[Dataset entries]
+++

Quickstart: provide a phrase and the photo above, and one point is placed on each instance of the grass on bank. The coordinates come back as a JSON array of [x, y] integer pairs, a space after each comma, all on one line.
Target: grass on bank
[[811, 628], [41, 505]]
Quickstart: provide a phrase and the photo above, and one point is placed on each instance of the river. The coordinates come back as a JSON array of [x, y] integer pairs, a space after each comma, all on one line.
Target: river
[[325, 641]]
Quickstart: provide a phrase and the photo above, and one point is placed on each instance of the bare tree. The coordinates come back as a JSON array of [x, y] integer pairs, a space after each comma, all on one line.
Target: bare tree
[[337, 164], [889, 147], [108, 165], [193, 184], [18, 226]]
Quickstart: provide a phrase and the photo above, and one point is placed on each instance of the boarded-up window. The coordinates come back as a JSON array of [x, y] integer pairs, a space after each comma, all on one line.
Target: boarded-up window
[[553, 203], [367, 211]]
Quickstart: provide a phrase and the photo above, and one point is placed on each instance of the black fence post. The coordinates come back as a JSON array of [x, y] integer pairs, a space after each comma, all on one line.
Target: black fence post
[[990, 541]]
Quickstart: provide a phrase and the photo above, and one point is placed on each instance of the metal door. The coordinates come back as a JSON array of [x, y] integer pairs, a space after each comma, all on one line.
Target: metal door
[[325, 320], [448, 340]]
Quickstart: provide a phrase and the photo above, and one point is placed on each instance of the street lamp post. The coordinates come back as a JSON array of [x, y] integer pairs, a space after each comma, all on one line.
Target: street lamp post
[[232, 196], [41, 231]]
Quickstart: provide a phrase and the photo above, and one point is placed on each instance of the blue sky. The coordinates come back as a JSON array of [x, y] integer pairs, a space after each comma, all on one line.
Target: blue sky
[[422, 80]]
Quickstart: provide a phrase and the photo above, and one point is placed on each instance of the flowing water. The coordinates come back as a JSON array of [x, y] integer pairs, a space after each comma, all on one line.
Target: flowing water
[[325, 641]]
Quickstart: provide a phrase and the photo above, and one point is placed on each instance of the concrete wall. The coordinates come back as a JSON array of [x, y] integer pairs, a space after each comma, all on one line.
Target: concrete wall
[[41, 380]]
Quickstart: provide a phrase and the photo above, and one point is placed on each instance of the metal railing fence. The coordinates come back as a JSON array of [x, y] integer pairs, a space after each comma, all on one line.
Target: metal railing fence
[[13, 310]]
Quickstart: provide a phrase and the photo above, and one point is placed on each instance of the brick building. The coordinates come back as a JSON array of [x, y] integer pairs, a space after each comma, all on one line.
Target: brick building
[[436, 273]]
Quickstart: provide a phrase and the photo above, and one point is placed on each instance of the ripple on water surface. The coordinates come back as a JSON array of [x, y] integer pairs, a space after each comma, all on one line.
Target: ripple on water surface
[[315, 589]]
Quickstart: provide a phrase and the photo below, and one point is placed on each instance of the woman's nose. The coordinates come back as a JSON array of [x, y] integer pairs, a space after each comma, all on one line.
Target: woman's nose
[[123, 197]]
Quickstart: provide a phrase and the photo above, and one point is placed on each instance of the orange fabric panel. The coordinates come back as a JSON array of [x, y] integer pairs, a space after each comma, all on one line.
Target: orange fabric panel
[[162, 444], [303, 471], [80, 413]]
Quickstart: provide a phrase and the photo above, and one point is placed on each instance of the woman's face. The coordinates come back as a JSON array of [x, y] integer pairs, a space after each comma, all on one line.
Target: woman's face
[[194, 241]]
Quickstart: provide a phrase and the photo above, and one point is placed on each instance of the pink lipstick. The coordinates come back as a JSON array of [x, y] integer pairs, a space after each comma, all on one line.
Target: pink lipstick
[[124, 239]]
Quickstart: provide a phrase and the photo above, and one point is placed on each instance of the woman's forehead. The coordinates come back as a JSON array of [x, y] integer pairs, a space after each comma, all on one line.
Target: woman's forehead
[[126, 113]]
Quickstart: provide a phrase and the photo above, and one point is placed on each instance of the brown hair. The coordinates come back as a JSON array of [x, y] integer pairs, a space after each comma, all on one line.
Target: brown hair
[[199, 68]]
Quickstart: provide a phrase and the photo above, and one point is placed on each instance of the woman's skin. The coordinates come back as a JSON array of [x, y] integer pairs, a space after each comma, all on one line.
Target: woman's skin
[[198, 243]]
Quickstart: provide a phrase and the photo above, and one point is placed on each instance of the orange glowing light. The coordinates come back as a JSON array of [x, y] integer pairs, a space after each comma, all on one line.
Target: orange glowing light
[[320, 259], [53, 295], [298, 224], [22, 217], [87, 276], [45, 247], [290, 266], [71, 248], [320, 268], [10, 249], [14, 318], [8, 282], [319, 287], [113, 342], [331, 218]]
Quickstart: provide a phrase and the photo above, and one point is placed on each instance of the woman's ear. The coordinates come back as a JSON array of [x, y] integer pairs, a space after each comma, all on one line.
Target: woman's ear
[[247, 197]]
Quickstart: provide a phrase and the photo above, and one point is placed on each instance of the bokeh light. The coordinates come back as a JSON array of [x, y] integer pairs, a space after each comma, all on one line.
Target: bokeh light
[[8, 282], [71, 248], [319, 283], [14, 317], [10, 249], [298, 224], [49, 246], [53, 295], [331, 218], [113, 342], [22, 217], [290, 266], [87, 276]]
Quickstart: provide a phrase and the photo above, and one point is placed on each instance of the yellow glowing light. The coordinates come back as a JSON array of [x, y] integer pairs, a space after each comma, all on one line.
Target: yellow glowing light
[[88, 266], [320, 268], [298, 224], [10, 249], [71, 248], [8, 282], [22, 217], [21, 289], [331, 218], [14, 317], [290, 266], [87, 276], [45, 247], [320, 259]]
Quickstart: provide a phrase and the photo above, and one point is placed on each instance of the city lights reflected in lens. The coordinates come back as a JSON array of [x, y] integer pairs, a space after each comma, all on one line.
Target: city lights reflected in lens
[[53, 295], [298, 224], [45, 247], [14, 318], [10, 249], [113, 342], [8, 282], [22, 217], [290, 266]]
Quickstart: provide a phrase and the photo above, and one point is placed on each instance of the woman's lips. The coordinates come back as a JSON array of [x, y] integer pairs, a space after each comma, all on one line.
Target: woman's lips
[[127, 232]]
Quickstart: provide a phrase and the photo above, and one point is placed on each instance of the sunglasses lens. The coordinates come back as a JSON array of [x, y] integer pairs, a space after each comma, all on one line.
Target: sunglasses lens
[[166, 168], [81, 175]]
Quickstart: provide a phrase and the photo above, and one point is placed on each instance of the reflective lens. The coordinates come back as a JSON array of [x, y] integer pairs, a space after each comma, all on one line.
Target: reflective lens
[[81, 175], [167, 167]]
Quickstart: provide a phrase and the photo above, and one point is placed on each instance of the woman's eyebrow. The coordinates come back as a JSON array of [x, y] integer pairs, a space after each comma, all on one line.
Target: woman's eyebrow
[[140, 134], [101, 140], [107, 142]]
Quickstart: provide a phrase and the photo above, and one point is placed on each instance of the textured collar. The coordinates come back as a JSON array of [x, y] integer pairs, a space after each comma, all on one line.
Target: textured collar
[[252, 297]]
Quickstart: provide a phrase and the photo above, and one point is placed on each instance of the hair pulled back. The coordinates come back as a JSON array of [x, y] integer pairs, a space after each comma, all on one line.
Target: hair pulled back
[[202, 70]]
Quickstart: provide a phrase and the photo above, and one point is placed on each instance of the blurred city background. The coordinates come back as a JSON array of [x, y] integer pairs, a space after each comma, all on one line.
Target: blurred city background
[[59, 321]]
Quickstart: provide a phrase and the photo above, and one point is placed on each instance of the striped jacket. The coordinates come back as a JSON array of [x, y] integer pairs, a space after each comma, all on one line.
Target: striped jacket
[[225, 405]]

+++

## Task statement
The reply should restate the records above in full, character for character.

## Written solution
Quickstart: provide a phrase and the photo above, and one point is placed on each instance of the grass on bank. The coordinates come back as a JSON array of [x, y] integer pairs, a space after each comma, all on one line.
Target: grass on bank
[[811, 628], [41, 505]]
Quickstart: provide a phrase and the photo above, and one point is placed on each instance of the river. The coordinates come back as a JSON array of [x, y] integer pairs, a space after each comma, all on one line.
Target: river
[[325, 641]]
Quickstart: provide a phrase and the photo above, and one point is placed on each instance of the bare tree. The coordinates come back as a JSON array of [x, y] integer pairs, a space after each comma, all on one line.
Target: bare tree
[[337, 164], [889, 147], [108, 165], [193, 184], [18, 226]]
Quickstart: provide a phrase and the photo above, and one point is placed on each instance of the boarded-up window. The coordinates come back as a JSON array of [x, y] integer pairs, a space after each comma, all on one line.
Target: boarded-up window
[[553, 203], [367, 211]]
Quickstart: provide a phrase and the photo above, and one point is placed on each instance of the black fence post. The coordinates come back as a JSON array of [x, y] integer pairs, a space after each comma, all on one line.
Target: black fence post
[[990, 541]]
Quickstart: provide a phrase and the photo above, and one point is placed on each instance of the metal door. The coordinates come back as a JSON array of [x, y] integer pairs, a space after each comma, all on one line.
Target: metal door
[[325, 320], [448, 340]]
Quickstart: provide a phrase and the photo above, and one point is placed on each instance of the street lamp post. The coordinates come back as a JSON array of [x, y] integer pairs, a space after each comma, all on one line.
Target: street lamp post
[[232, 196], [41, 231]]
Quickstart: provide a phrase and the photo above, and one point is placed on each instance of the blue sky. The coordinates come back as a JSON array of [x, y] integer pairs, a space after each comma, all on one line.
Target: blue sky
[[422, 80]]
Quickstart: provide a phrase and the photo above, and one point is placed on each instance of the flowing water. The coordinates come back as a JSON array of [x, y] integer pairs, a space after each comma, all on one line.
Target: flowing water
[[325, 641]]
Quickstart: provide a phrase and the photo above, and one point is placed on each instance of the concrete wall. The coordinates come back as a JSON array of [x, y] integer pairs, a space after each comma, all on one line.
Target: concrete wall
[[41, 380]]
Quickstart: provide a phrase and the photo above, and one point is placed on each instance of the metal railing fence. The coordinates come back as a JSON array of [x, y] integer pairs, a space after each comma, all on one line.
Target: metal railing fence
[[13, 310]]
Quickstart: provide a phrase and the photo above, and one point is placed on each instance of the brick building. The coordinates come back as a JSON array of [x, y] integer pairs, a space after each comma, all on one line.
Target: brick building
[[436, 273]]
Quickstart: provide a phrase and the photo above, and one point is placed on each instance of the ripple on water surface. The coordinates come back as a JSON array of [x, y] integer pairs, a space after each comma, all on one line.
Target: ripple on water surface
[[315, 589]]
Quickstart: provide a phrase and the photo below, and one point is placed on each instance of the woman's nose. The coordinates come back as a JSON array of [x, y] integer pairs, a space after each comma, all on one line.
Target: woman's nose
[[123, 197]]
Quickstart: provide a phrase and the photo above, and one point is placed on each instance of the orange fabric panel. The coordinates come back as a JSON array of [x, y] integer pairs, a space after each comma, all on one line.
Target: orange fabric panel
[[162, 444], [303, 471], [80, 413]]
Quickstart: provide a phrase and the photo above, and one point is placed on each instance of the woman's face. The coordinates come back as a JSON array of [x, y] integer pairs, a space after each comma, all on one line.
Target: woman's face
[[194, 241]]
Quickstart: provide a phrase and the photo above, and one point is placed on each instance of the pink lipstick. The coordinates come back as a JSON array of [x, y] integer pairs, a space after each comma, all on one line.
Target: pink lipstick
[[124, 239]]
Quickstart: provide a phrase and the photo above, and one point is placed on each instance of the woman's forehead. The coordinates come back as a JSON array of [x, y] integer pairs, a space after each comma, all on one line.
Target: woman's forehead
[[126, 113]]
Quickstart: provide a phrase and the photo above, and one point is placed on each instance of the brown hair. The coordinates come back as a JSON array of [x, y] integer pairs, a space after each comma, all on one line.
Target: brown hair
[[199, 68]]
Quickstart: provide a phrase and the photo above, and one point is placed on each instance of the woman's skin. The coordinates come back as a JSON array of [x, y] integer pairs, a space after each comma, all on one line.
Target: woman's skin
[[198, 243]]
Quickstart: provide a phrase and the photo above, and one point is placed on each instance of the orange glowing light. The coordinates come back as a JSON array of [x, y] integer pairs, a space after each comma, all on one line.
Target: orange glowing light
[[320, 259], [53, 295], [298, 224], [22, 217], [87, 276], [45, 247], [290, 266], [71, 248], [320, 268], [10, 249], [14, 318], [8, 282], [319, 287], [113, 342], [331, 218]]
Quickstart: provide a phrase and the photo above, and one point is placed on each instance of the woman's ear. The coordinates come back as a JSON array of [x, y] integer pairs, a space after each comma, all on one line.
Target: woman's ear
[[247, 197]]
Quickstart: provide a phrase and the photo above, and one point is placed on each instance of the bokeh light. The coordinates come back as a JSON array of [x, y] integer pairs, a space after each comma, all on one line.
Target: bokeh light
[[8, 282], [71, 248], [319, 283], [14, 317], [10, 249], [298, 224], [49, 246], [53, 295], [331, 218], [113, 342], [22, 217], [290, 266], [87, 276]]
Quickstart: provide a phrase and the photo above, and one point is placed on each instance of the yellow glowing light. The coordinates come back as a JSON array of [x, y] integer pairs, a space after each comma, all on one line.
Target: yellow glowing light
[[88, 266], [320, 268], [298, 224], [10, 249], [71, 248], [8, 282], [22, 217], [21, 289], [331, 218], [14, 317], [290, 266], [87, 276], [45, 247], [320, 259]]
Quickstart: provide a phrase and the photo above, and one point is placed on each instance of the city lights reflected in lens. The coordinates come back as a JSON array of [x, y] integer pairs, a space after each comma, all on one line.
Target: city lights reflected in lens
[[53, 295], [298, 224], [45, 247], [14, 318], [10, 249], [113, 342], [8, 282], [22, 217], [290, 266]]
Quickstart: provide a phrase and the photo above, and one point is placed on each instance of the woman's lips. The coordinates come back as a JSON array of [x, y] integer pairs, a space after each comma, all on one line.
Target: woman's lips
[[127, 232]]
Quickstart: provide a phrase and the photo above, and one point is placed on each instance of the sunglasses lens. The coordinates come back as a JSON array of [x, y] integer pairs, a space after each comma, all on one line.
Target: sunglasses lens
[[166, 168], [81, 175]]
Quickstart: provide a phrase and the photo above, and one point is placed on each instance of the reflective lens. The coordinates come back as a JSON array of [x, y] integer pairs, a space after each comma, all on one line.
Target: reflective lens
[[81, 175], [167, 167]]
Quickstart: provide a phrase and the photo above, and one point is placed on each instance of the woman's eyebrow. The coordinates come back as a JSON array of [x, y] integer pairs, a space after each comma, all on one line.
Target: woman's eyebrow
[[140, 134], [101, 140], [107, 142]]
Quickstart: provide a phrase and the photo above, and one point is placed on each instance of the textured collar. The coordinates come back as a JSON array of [x, y] integer pairs, a space after each comma, all on one line.
Target: textured collar
[[252, 297]]
Quickstart: provide a phrase and the photo above, and one point is placed on each instance of the hair pulled back. The coordinates come back as a JSON array of [x, y] integer pairs, a space after each comma, all on one line.
Target: hair pulled back
[[202, 70]]
Quickstart: provide a phrase and the photo above, and one point is placed on each instance of the blurred city background. The coordinates come back as a JSON array of [x, y] integer pairs, a space after each comma, all on one line.
Target: blurred city background
[[59, 321]]
Quickstart: provide a phrase and the photo above, and one point is placed on each instance of the striped jacket. The coordinates come back as a JSON array of [x, y] integer pairs, a space after each comma, all on one line.
Target: striped jacket
[[225, 405]]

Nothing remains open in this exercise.